▶ _Provided text_
Data is the Public Good. Data is the Infrastructure. Data is the Stimulus
January 28th, 2009by Sean Gorman
In the last post I whinged about what I thought was wrong with the various “geo” stimulus proposals, so I thought in this post I would talk about what I think is right. In short the value is in the data and making the data available to the public. Making data available and transparent to the public is what the administration wants to do, and they are writing the checks. This is different than making technology, infrastructure or even maps available to the public.
Make government data a public good at all levels - local, tribal, state, and federal. Expose the data on the Web in commonly used formats. If that format is a standard great, but it does not necessarily need to be. Shapefile is not a standard but data should be made available in the format because it is commonly used and many different technologies can consume it. Same goes for GeoRSS.
I think the greatest cost/benefit ratio can be from something this simple. Sean Gillies is correct that providing access to the raw data is more valuable than web services. The technology community is going to do a much better job making the data available as either web services or web destinations than the government will. We, the community, complain about how lousy government mapping sites are yet we, the tax payers, continue to pour tons of cash into building and maintaining them.
The examples of great technology being built on top of open data grows longer every day - EveryBlock (municipal data), Cloudmade (OpenStreetMap), Apps for Democracy (DC govt. data), Apps for America (Sunlight Foundation), Google Transit (municipal data), FixMyStreet and TravelMaps (MySociety.org), NAVTEQ and TeleAtlas (TIGER line data). I’m sure folks can add several more, this is just the tip of the iceberg. In each one of these examples companies or non-profits have sprung up on top of open data. Each one of these companies creates jobs, innovation, and competition in the market place. The data is no less valuable if one company uses it or a hundred do. It is a classic public good, which means the government can invest in it without tilting the market.
The New York Times has a great piece about providing stimulus to the technology sector. Robert Hall, an economist at Stanford, warns that providing stimulus to niche fields (which geo surely is) pushes funding to “a bunch of specialists, where if we raised spending quickly, the limited number of competent suppliers would be in short supply and get increased incomes,”. The result being an unbalanced playing field that only generates a few jobs with a minimal number of vendors.
While I believe this all looks good on paper there are still some challenges to efficiently making government data available as a public good. The biggest issues will be making it easily discoverable, since government data inherently resides in stove pipes across the Web. Many will pop in at this point and say, Spatial Data Infrastructure! Then we are right back to square one. Instead we could go for an easily implemented method allowing government agencies to expose their data for indexing and federation. Let the private sector build the infrastructure to discover the data and deliver it to the consumer. Do most people find local data through their municipal GIS map portal or Google/Yahoo/MS/Yelp/EveryBlock. My greatest fear is that a national SDI/GIS will just be a glorified municipal data portal.

(Boundary annotation records)
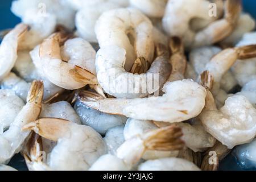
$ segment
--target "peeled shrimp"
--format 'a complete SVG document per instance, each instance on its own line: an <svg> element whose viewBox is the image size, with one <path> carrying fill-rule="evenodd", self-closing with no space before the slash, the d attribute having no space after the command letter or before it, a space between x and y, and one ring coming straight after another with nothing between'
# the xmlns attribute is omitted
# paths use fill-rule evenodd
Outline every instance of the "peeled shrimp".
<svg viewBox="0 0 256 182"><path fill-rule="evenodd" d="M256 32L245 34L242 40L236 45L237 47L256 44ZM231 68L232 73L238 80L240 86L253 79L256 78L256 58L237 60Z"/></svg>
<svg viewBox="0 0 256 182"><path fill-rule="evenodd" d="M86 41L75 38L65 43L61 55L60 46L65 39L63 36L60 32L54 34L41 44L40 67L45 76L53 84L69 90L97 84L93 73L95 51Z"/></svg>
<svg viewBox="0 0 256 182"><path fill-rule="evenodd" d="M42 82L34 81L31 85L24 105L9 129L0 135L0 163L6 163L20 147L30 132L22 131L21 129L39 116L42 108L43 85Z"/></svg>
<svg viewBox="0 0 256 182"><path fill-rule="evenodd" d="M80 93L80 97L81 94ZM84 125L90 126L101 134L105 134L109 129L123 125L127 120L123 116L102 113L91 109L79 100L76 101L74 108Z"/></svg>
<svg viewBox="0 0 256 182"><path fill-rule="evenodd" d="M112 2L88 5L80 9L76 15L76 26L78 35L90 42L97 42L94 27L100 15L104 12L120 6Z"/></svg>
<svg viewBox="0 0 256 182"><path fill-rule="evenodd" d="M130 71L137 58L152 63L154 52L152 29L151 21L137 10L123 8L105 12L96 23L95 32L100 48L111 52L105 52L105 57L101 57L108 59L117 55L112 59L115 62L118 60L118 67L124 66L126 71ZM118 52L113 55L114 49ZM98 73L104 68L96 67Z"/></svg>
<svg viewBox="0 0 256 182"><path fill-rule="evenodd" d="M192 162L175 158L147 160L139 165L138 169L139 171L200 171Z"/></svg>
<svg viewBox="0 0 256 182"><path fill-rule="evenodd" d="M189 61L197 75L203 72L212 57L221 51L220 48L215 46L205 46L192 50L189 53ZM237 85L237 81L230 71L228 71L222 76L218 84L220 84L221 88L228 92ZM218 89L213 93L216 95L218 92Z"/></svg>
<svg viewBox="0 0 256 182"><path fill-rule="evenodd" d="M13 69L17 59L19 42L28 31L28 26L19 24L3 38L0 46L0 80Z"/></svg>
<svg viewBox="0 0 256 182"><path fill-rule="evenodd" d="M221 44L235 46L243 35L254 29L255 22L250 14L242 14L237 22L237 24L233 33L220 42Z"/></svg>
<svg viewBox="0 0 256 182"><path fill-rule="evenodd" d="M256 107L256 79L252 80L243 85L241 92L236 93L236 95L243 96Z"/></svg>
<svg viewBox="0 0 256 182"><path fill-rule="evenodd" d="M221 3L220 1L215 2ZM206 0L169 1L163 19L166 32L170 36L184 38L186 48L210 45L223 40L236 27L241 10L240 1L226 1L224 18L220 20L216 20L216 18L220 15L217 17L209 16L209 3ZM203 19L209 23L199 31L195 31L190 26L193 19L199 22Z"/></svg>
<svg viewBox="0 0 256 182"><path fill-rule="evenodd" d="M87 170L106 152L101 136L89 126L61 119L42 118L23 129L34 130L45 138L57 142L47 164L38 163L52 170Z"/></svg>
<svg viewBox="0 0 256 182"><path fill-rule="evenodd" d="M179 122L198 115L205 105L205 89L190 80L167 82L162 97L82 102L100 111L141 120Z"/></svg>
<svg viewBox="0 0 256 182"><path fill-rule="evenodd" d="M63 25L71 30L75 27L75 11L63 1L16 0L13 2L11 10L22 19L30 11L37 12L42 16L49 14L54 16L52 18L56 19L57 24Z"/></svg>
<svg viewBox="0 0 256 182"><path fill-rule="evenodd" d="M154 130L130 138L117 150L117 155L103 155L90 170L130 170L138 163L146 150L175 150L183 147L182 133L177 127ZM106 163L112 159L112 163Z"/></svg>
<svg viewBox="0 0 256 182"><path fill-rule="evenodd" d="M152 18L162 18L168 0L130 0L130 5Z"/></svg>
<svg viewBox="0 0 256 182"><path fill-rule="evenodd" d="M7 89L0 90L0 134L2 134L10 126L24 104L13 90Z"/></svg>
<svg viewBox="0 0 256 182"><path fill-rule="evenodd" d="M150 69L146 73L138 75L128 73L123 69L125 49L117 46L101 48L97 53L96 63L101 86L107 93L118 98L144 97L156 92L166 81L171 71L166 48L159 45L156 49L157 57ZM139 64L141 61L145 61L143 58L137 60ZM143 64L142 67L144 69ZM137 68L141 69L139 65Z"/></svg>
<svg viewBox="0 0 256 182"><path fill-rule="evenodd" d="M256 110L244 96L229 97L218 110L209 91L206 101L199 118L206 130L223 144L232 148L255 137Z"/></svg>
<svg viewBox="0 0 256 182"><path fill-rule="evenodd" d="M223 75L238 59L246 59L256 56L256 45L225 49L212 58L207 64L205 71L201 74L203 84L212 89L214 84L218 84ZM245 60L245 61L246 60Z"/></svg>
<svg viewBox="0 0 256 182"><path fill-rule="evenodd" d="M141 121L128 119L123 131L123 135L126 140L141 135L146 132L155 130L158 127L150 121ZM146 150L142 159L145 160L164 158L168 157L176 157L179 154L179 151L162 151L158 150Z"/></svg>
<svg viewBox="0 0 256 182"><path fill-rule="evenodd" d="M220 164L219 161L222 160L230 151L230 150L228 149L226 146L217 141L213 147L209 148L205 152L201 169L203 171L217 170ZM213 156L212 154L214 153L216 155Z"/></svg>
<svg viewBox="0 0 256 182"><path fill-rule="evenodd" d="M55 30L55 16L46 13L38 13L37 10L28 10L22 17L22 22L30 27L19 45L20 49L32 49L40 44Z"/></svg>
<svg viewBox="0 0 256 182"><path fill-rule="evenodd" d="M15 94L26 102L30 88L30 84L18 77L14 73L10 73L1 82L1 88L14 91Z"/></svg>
---
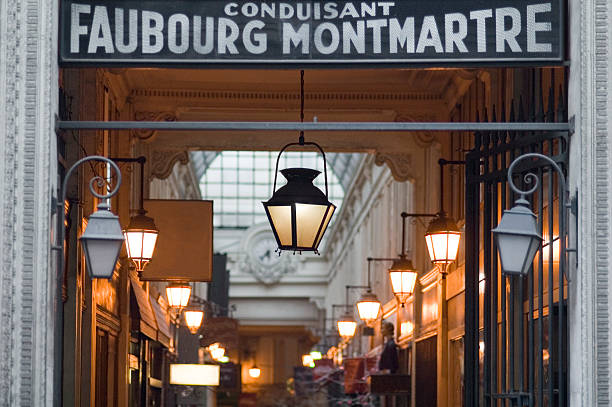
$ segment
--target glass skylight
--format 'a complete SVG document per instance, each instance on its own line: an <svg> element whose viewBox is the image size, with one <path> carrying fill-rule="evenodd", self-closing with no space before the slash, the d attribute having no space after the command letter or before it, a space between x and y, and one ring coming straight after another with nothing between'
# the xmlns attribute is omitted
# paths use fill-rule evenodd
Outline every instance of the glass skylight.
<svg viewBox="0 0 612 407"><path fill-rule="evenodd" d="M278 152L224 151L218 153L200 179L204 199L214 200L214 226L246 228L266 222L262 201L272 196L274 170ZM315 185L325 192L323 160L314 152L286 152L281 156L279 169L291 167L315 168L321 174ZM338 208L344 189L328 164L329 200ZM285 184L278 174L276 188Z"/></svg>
==
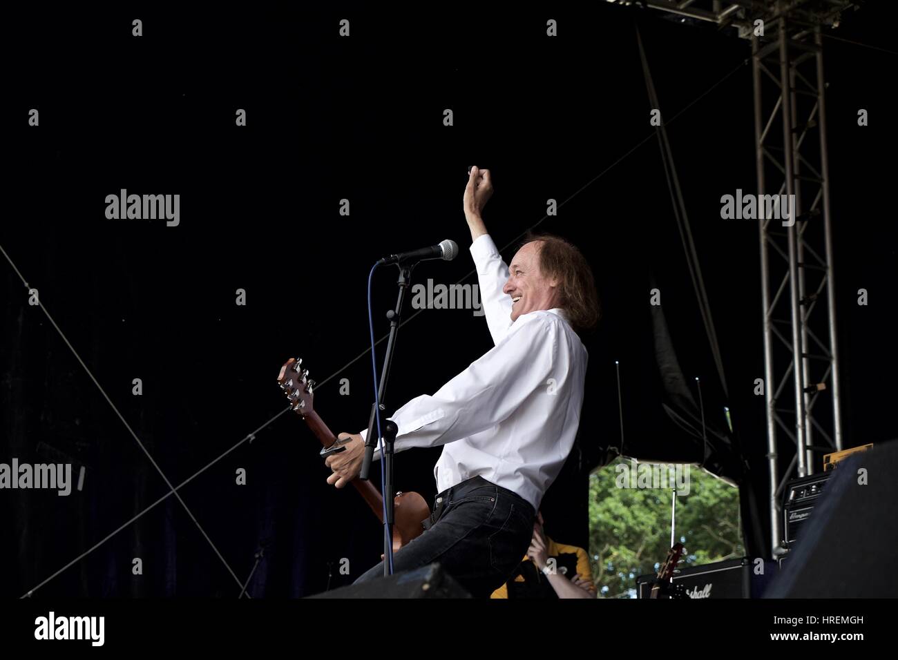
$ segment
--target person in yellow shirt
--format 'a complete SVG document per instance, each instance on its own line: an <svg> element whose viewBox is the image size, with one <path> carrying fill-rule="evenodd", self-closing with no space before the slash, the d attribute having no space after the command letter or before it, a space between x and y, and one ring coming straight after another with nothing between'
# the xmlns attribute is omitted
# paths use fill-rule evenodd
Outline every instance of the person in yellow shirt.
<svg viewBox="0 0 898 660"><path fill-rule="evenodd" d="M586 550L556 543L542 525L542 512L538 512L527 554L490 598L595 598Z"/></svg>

▶ _Task set_
1. In the post on open government data, rewrite the stretch from "Data is the Public" through "maps available to the public.", swapping in "White House" for "administration".
2. Answer these questions from the post on open government data:
(a) What is the name of the Stanford economist quoted in the New York Times piece?
(b) Which file format does the post call not a standard, yet still worth offering the data in?
(c) What data do NAVTEQ and TeleAtlas build on, according to the post?
3. Carry on the post about government data as a public good from the point where it stops.

▶ _Results by task_
1.
Data is the Public Good. Data is the Infrastructure. Data is the Stimulus
January 28th, 2009by Sean Gorman
In the last post I whinged about what I thought was wrong with the various “geo” stimulus proposals, so I thought in this post I would talk about what I think is right. In short the value is in the data and making the data available to the public. Making data available and transparent to the public is what the White House wants to do, and they are writing the checks. This is different than making technology, infrastructure or even maps available to the public.

2.
(a) Robert Hall
(b) Shapefile
(c) TIGER line data

3.
The same will hold true for data at every other level of government. A lot of people have spoken on making raw government data publicly available. It is not a new problem, and that is exactly the point. Let’s not invent a problem that does not exist and hope we can get a chunk of the bailout. Instead solve a problem that already exists and use the rare opportunity of “collective will” within the government to jump start it. The cost is minimal and the potential economic stimulus is large. The market remains open and balanced.
Popularity: 17% [?]






January 28th, 2009 at 11:47 am
Hi Sean,
Good insights. We diverge on some of the finer points but there appears to be great convergence in our thinking regarding the availability of open data.
This “a glorified municipal data portal” made me chuckle a bit…
Jason
January 28th, 2009 at 1:15 pm
The issue with just providing data (e.g. shapefiles) is that they require download/conversion/etc… a process. In this process, how often do you update? Do you have/provide adequate metadata to know whether or not it’s most-current data? Do then you need to build a refresh process, to schedule a mechanism to perform the download and update on your end? Are there going to be dozens of other stakeholders all making redundant investments in the same type of refresh processes?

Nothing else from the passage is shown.